• SET EXERCISE A
Print the entries word for word, starting at their first line and ending at the line that contains "320;269;540;329", with both of those lines included.

• SOURCE
● ● ● ●

# Hand Milling Soap ??



## Piedpipurr (Dec 28, 2008)

I received as a gift a very nice book, Natural Soapmaking, by Marie Browning.

Most of the information in the book is for hand milling.  The way I understand the book is that the soap base is, "soap be white, unscented, and not a detergent. Unscented, hypo-allergenic soaps, such as baby soaps and pure vegetable soaps."

My question...........can I use M&P bases?  If so, any suggestions for which type of base to use?  

Thanks!


----------



## carebear (Dec 28, 2008)

MP soaps are different.  you don't have to "mill" MP soap - just melt and proceed.


----------



## Piedpipurr (Dec 28, 2008)

I understand that M&P is different but the handmilled soap has the appearance of more of a home made soap that I like the look of.  So again, can M&P be used in place of store bought soap bars for handmilled?

Thanks!


----------



## Lindy (Dec 28, 2008)

What you could do is order a soap base rather than the MP so you can mill it and get the look you're wanting.  Brambleberry sells it - here is the page link http://www.brambleberry.com/soapbases.html.

● ● ● ●

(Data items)
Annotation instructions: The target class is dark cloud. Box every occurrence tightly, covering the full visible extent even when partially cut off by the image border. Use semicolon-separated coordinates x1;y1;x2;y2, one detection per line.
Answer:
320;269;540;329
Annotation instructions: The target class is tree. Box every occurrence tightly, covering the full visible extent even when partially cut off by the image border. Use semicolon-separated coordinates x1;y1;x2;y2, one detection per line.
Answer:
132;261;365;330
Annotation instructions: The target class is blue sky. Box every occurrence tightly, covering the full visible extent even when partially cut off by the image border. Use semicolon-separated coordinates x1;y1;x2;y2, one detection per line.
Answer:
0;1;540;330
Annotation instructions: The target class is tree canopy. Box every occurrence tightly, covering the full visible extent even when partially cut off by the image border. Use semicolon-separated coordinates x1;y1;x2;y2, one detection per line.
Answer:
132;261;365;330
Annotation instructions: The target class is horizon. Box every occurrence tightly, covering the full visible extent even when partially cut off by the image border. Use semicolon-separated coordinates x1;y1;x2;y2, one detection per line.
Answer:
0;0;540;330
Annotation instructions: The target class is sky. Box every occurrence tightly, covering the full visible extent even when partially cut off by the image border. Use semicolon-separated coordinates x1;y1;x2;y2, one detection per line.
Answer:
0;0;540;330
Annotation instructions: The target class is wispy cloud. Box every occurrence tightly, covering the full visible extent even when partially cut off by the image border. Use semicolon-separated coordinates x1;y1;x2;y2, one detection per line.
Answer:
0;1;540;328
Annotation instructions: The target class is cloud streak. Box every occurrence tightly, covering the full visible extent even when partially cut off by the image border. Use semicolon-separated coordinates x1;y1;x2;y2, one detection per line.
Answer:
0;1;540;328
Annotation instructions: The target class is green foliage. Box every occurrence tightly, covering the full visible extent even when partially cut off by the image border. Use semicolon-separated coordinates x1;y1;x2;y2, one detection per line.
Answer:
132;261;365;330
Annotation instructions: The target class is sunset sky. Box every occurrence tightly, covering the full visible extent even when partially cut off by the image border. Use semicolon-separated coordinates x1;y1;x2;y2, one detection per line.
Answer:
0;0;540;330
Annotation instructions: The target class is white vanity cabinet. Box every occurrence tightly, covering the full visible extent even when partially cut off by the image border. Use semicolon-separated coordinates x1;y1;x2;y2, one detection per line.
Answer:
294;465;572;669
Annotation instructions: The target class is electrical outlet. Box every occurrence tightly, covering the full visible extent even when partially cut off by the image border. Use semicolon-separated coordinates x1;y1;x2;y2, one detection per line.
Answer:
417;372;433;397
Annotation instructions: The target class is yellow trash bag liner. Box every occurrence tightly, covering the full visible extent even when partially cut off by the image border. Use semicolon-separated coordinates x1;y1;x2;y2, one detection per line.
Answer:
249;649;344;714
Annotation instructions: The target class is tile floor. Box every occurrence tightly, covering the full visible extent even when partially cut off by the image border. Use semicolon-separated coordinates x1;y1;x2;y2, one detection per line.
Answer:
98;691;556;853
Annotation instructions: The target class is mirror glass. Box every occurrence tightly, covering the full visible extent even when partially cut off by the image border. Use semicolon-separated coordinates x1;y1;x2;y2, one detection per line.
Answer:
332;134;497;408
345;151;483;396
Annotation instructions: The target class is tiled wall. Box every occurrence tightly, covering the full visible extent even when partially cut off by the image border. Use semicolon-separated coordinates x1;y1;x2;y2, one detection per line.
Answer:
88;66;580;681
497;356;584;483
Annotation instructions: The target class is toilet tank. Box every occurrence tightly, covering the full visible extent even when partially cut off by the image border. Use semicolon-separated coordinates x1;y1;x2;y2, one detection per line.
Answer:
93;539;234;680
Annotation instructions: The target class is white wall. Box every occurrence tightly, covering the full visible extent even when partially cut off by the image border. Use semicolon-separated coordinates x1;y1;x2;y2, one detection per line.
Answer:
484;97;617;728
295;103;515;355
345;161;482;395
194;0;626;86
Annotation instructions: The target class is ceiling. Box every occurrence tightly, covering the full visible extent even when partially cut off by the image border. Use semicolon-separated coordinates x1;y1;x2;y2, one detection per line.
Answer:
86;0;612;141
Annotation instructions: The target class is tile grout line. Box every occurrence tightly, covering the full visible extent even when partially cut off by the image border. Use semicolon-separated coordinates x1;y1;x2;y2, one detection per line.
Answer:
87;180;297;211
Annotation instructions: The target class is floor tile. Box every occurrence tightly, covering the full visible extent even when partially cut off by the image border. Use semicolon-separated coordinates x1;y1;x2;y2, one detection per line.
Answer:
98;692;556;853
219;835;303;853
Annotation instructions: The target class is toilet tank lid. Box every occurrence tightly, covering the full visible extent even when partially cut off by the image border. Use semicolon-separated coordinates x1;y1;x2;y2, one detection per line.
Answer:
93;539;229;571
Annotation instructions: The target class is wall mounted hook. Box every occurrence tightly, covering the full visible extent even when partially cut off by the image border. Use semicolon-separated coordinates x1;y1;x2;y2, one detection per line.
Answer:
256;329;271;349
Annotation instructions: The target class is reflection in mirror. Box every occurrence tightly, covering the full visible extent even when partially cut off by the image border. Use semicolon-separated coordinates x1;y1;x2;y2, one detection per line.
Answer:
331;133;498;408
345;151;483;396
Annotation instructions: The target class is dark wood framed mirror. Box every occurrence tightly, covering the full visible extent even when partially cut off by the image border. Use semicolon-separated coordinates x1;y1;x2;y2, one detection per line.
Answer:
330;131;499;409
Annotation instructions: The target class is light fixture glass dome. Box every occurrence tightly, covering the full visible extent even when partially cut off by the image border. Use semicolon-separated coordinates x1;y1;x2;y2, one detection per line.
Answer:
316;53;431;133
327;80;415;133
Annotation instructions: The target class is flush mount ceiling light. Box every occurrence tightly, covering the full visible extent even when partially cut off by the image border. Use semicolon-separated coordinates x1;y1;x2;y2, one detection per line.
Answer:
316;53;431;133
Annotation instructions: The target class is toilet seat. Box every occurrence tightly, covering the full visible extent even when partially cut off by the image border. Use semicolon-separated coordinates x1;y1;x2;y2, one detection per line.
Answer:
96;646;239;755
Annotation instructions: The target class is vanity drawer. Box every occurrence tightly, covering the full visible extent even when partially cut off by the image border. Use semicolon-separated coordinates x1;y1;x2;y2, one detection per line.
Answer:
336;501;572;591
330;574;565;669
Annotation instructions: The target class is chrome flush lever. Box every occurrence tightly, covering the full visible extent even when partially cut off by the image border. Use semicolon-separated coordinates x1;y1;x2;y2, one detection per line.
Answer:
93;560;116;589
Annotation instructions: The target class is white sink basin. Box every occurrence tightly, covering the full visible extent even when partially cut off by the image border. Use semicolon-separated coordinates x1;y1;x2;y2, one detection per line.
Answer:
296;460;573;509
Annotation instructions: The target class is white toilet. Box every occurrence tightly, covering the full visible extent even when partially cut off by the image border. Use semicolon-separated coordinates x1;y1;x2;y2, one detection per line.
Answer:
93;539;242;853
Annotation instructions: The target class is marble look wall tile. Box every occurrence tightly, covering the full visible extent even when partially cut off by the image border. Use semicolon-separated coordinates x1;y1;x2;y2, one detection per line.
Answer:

● ● ● ●

• SET EXERCISE B
Output the entire forum thread on hand milling soap, reproducing every line of it unchanged.

• FULL OUTPUT A
Annotation instructions: The target class is dark cloud. Box every occurrence tightly, covering the full visible extent even when partially cut off by the image border. Use semicolon-separated coordinates x1;y1;x2;y2, one detection per line.
Answer:
320;269;540;329

• FULL OUTPUT B
# Hand Milling Soap ??



## Piedpipurr (Dec 28, 2008)

I received as a gift a very nice book, Natural Soapmaking, by Marie Browning.

Most of the information in the book is for hand milling.  The way I understand the book is that the soap base is, "soap be white, unscented, and not a detergent. Unscented, hypo-allergenic soaps, such as baby soaps and pure vegetable soaps."

My question...........can I use M&P bases?  If so, any suggestions for which type of base to use?  

Thanks!


----------



## carebear (Dec 28, 2008)

MP soaps are different.  you don't have to "mill" MP soap - just melt and proceed.


----------



## Piedpipurr (Dec 28, 2008)

I understand that M&P is different but the handmilled soap has the appearance of more of a home made soap that I like the look of.  So again, can M&P be used in place of store bought soap bars for handmilled?

Thanks!


----------



## Lindy (Dec 28, 2008)

What you could do is order a soap base rather than the MP so you can mill it and get the look you're wanting.  Brambleberry sells it - here is the page link http://www.brambleberry.com/soapbases.html.